Assignment 4

Redesign of WalkScore

February 16, 2010

in Student Posts

Puneet & Danielle

Problem -> abstraction -> encoding -> implementation

Munzner describes the above process as ‘domain problem characterization, data/operation abstraction design, encoding/interaction technique design, algorithm design’

Deconstructing Walkscore
————————
Problem: Assess livability of a neighborhood by how far one has to walk for different services. The idea is that places you would usually walk to — parks, neighborhood grocery stores, restaurants and coffee shops — make up the social fabric of a neighborhood.

Abstraction: Livability is abstracted to availability of different services within walking distance.

Encoding: Map position to position, distance to color

Implementation: Show the results on a map.

Suggested improvement: Walkscore is a wonderful way to visualize and assess livability of a neighborhood. The improvements I can think of are: a heat map that creates a color gradient from green to red, where greener is closer and redder is farther from the origin. Ironically, Walkscore does implement a heat map, but only as a pre-created map for certain neighborhoods. As far as I can see, it does not have a facility for the users to create one for their own neighborhood.

An additional interface element to implement would be to weight the various walking destinations — for some, having a grocery store within walking distance may be more important, while for others, existence of neighborhood coffee shops or parks where neighbors gather may be more important. Being able to move sliders for various destination categories and watching the heat map change in real-time would be one one meaningful improvement that I can think of.

With this change, the user does not necessarily get a better or worse view of the information, but simply is presented with a different interpretation. If someone were looking to explore a particular area, the original encodings would be ideal to use. However, if someone was looking to make a decision about a location based on factors important to them, the heat map would provide a very straightforward basis for such a decision.

> **Dataset rows on where objects appear**:

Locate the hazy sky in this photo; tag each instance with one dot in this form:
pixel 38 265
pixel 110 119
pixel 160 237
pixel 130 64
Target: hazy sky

> **Work required**:
In the WalkScore redesign post, what is distance mapped to in the encoding? Please answer in a few words.

> **Solution to the problem**:
Distance is mapped to color.